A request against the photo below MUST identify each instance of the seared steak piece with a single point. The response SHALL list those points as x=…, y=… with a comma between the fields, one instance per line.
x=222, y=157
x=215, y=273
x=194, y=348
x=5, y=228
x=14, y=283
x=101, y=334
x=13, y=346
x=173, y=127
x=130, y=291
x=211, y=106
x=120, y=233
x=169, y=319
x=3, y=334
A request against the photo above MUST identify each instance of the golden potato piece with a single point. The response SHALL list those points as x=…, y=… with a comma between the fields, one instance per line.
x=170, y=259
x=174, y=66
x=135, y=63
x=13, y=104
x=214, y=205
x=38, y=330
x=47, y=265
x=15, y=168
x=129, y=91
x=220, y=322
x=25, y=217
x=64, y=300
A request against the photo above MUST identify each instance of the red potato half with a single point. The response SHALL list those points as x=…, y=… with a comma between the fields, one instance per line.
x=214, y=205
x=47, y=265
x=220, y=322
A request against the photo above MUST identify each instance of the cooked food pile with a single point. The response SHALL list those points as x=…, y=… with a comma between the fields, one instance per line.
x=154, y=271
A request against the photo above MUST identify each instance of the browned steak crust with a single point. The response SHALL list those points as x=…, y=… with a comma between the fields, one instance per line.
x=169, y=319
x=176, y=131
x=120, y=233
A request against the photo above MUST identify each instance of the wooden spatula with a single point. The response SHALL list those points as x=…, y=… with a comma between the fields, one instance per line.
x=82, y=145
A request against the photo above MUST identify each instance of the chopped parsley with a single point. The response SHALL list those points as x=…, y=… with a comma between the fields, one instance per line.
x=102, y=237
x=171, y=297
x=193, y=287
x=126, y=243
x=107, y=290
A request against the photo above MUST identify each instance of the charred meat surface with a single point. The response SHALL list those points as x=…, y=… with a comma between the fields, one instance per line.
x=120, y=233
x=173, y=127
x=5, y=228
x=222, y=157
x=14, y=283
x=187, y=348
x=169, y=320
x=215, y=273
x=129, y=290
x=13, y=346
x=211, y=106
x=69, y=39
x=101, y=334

What to produce
Can you write out the material between the line containing "of the chopped" and the end of the material, inclusive, shifting every x and y point coordinate by -66 and leaving every other line as it is?

Result of the task
A request against the photo above MUST identify each instance of the chopped parsley with a single point. The response SHALL list those points as x=…, y=… with a comma between the fields, one instance per line.
x=36, y=171
x=105, y=231
x=127, y=221
x=60, y=177
x=41, y=224
A request against the photo above MUST identify each instance of the charred meat surface with a single point. The response SHALL list those points as x=…, y=… with a comma between the fields, one instance per line.
x=54, y=167
x=107, y=61
x=-61, y=162
x=156, y=91
x=-52, y=217
x=121, y=282
x=103, y=254
x=149, y=207
x=63, y=224
x=-53, y=280
x=145, y=40
x=3, y=-27
x=35, y=268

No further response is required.